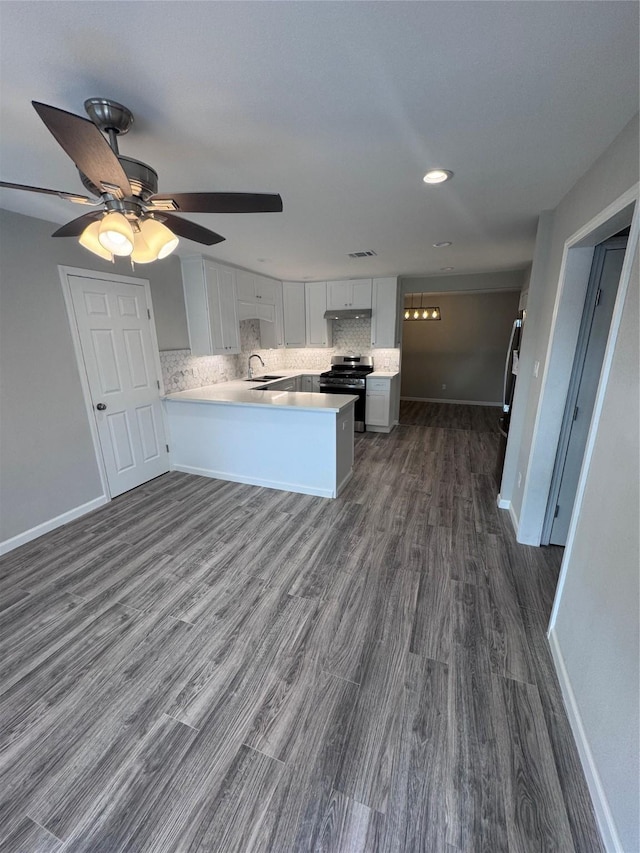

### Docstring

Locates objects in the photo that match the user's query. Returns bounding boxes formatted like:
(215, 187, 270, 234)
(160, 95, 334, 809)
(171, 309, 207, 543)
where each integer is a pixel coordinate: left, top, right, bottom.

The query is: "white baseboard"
(548, 628, 622, 853)
(171, 464, 335, 499)
(496, 495, 520, 536)
(0, 495, 109, 556)
(401, 396, 502, 407)
(336, 468, 354, 496)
_ _ _ _
Without copying any picture, write out the entries exactly.

### Docstring

Locates objects in the photo that match the user's query. Returns bounding boxes formatted like:
(215, 187, 270, 234)
(160, 95, 334, 809)
(171, 309, 207, 543)
where each integer is a pixel coordinate: left, top, right, bottom.

The query is: "white baseboard"
(548, 628, 622, 853)
(171, 464, 335, 499)
(496, 495, 520, 536)
(0, 495, 109, 556)
(401, 396, 502, 407)
(336, 468, 354, 496)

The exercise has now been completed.